_Available data_
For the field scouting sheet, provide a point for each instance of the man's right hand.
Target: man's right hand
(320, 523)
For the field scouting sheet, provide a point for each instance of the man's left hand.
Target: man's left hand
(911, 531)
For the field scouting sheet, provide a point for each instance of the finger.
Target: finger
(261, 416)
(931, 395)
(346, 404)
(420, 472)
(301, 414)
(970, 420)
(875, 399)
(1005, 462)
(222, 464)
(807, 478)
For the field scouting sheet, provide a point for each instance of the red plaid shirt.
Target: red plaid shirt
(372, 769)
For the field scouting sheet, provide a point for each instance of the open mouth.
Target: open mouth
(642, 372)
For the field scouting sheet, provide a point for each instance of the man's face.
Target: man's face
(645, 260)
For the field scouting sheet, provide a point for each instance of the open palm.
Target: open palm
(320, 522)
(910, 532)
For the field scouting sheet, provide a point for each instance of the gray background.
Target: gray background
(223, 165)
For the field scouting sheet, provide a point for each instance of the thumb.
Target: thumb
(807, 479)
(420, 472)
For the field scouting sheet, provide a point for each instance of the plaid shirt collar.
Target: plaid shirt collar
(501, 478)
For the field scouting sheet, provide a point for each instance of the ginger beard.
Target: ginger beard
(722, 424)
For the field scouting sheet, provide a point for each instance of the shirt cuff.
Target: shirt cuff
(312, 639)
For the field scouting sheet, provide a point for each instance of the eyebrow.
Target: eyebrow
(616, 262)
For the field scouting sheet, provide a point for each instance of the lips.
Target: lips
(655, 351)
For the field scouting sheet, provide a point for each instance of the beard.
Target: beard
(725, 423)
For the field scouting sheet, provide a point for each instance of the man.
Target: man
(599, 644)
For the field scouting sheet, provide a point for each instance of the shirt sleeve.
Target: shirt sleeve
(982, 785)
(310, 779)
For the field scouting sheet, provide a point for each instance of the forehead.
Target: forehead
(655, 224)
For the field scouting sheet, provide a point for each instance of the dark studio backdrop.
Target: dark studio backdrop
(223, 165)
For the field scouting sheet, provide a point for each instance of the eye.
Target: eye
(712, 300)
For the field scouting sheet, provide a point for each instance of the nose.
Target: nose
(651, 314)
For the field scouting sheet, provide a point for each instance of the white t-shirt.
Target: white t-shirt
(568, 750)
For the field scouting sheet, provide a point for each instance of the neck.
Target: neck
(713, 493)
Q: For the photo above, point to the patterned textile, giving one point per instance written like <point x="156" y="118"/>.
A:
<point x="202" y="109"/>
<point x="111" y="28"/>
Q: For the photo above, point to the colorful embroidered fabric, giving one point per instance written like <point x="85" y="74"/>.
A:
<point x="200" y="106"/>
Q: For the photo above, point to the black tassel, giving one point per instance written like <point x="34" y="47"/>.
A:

_Your goal_
The answer must reproduce all of the entries exactly.

_Reply to the task_
For the field scouting sheet, provide a point for each instance of the man's right hand.
Target: man's right hand
(320, 523)
For the field scouting sheet, provide a point for each instance of the man's left hand.
Target: man's left hand
(911, 531)
For the field scouting sheet, provide a point for each instance of the finger.
Target: finger
(261, 416)
(931, 395)
(346, 404)
(420, 472)
(301, 414)
(970, 420)
(875, 399)
(1005, 462)
(222, 464)
(807, 478)
For the field scouting sheet, provide a point for each instance of the red plaid shirt.
Target: red plaid shirt
(372, 769)
For the field scouting sheet, provide a point for each instance of the open mouth.
Target: open mouth
(642, 372)
For the field scouting sheet, provide a point for each instance of the man's face.
Target: man's face
(645, 260)
For the field scouting sheet, provide a point for each instance of the open palm.
Target: open palm
(320, 522)
(910, 532)
For the field scouting sheet, provide a point for each instance of the gray background.
Target: gray background
(223, 165)
For the field scouting sheet, provide a point for each instance of the thumb.
Target: thumb
(807, 479)
(420, 472)
For the field scouting sheet, provide a point for each instance of the plaid shirt collar.
Target: plaid shirt collar
(501, 478)
For the field scouting sheet, provide a point for each instance of the ginger beard.
Target: ginger beard
(722, 424)
For the field scouting sheet, provide a point for each instance of the shirt cuff.
Target: shirt cuff
(312, 639)
For the field scouting sheet, provide a point for each instance of the eyebrow.
Target: eyebrow
(616, 262)
For the field scouting sheet, provide a point for each instance of the lips.
Target: lips
(655, 351)
For the field scouting sheet, provide a point for each instance of the beard.
Target: beard
(725, 423)
For the field scouting sheet, provide a point for each instance of the man.
Target: man
(599, 644)
For the field scouting sheet, provide a point for each instance of the shirt sleeve.
Target: shirt sleeve
(982, 785)
(310, 779)
For the field scouting sheet, provide a point for each instance of the forehead.
Target: forehead
(655, 224)
For the field scouting sheet, provide a point for each instance of the dark studio backdrop.
Target: dark studio backdrop
(223, 165)
For the field scouting sheet, provide a point for each instance of the eye.
Target: eye
(712, 300)
For the field scouting sheet, provide a point for each instance of the nose.
Target: nose
(651, 314)
For the field scouting sheet, provide a point for each instance of the white t-shirt.
Target: white t-shirt
(568, 750)
For the field scouting sheet, provide a point for each instance of the neck.
Target: neck
(713, 493)
Q: For the photo above, point to the patterned textile, giving one point per instance written like <point x="156" y="118"/>.
A:
<point x="202" y="109"/>
<point x="111" y="28"/>
Q: For the photo above, point to the colorful embroidered fabric, giving one point per instance written like <point x="85" y="74"/>.
A:
<point x="200" y="106"/>
Q: For the photo above, point to the black tassel, giving one point per instance written like <point x="34" y="47"/>.
A:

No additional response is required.